# First Planted Tank/Amazon Biotope (20 Gallon)



## Latino_Aquarist (Jun 2, 2011)

*First Planted Tank / Amazon Biotope (20 Gallon) [Weekly Updates]*

Hey everyone. Just thought I would share some pictures on my first planted tank. I would like appreciate any feedback or suggestions. Here are some specs and pics:

-20 Gallon Tank (24"L x 12"W x 16"H)
-Eheim 2213 Filter
-DIY CO2
-Custom Hood with two T8 15W Fluorescent Bulbs (18,000K and 10,000K)
-ADA Amazonia 2 Substrat over Vermiculite
-100W Heater
-Manzanita Driftwood
-UP 500F Powerhead




























I currently have an Amazon Sword and some Pygmie Chain Swords right now. The bulbs I bought from Big Als and they say they're good for plants, but most people recommend 6500K bulbs. Would my bulbs damage the plants? I plan on getting more plants this week. Again any sort of feedback would be great. Also I'll be putting up weekly updates to show progress of my tank. Hope some of you will enjoy it.
-Gracias


----------



## Beijing08 (Jul 19, 2010)

looking good man.
All u need is to fill up the back with more plants.

looks like a biotope scape to me. I like the arrangement of the pieces. Beware the manzanita will grow lots of fungus - a white fluffy layer all over the wood. Takes a while to remove manually; eventually it'll disappear.

I would change up the bulbs a bit as the colour temperature is too high for planted tanks. Usually people aim for the 6000-6700k range.


----------



## Latino_Aquarist (Jun 2, 2011)

Thanks for the feedback!  And yes I am aware of the fungus haha, I let my wood soak for 2 months before actually starting, partially because I just finished moving. It grew SO much fungus and its still growing. I'm planning on buying some more plants this week, any recommendations?


----------



## Otaku (Feb 27, 2010)

Latino_Aquarist said:


> Thanks for the feedback!  And yes I am aware of the fungus haha, I let my wood soak for 2 months before actually starting, partially because I just finished moving. It grew SO much fungus and its still growing. I'm planning on buying some more plants this week, any recommendations?


haha, my first one grew soo much fungus, my second one grew absolutely no fungus 

Maybe get some "Echinodorus Vesuvius" because of it's cool spiral growth that will add a unique contrast to your plants... i love mine and all the runners it keeps sending out 

(not my picture)


----------



## Latino_Aquarist (Jun 2, 2011)

- - - - - - -

Exercises.
1. Update the planted tank thread from "I currently have" up to and including "will enjoy it.", putting "Java Fern" in place of "Amazon Sword".
2. In the planted tank thread, how long was the wood soaked before the tank was started?

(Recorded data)
- - - - - - -

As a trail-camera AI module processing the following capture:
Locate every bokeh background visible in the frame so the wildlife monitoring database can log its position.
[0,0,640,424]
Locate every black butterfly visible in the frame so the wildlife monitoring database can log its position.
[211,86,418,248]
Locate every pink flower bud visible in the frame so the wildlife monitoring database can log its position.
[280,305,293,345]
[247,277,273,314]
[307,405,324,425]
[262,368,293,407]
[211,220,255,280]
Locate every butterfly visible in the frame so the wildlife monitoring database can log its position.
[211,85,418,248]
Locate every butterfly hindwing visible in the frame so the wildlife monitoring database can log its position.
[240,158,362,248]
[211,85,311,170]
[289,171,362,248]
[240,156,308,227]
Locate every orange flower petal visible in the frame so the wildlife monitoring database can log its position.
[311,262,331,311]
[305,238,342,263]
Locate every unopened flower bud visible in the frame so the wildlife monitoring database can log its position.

- - - - - - -

Outputs by task.
1.
I currently have an Java Fern and some Pygmie Chain Swords right now. The bulbs I bought from Big Als and they say they're good for plants, but most people recommend 6500K bulbs. Would my bulbs damage the plants? I plan on getting more plants this week. Again any sort of feedback would be great. Also I'll be putting up weekly updates to show progress of my tank. Hope some of you will enjoy it.

2. Two months.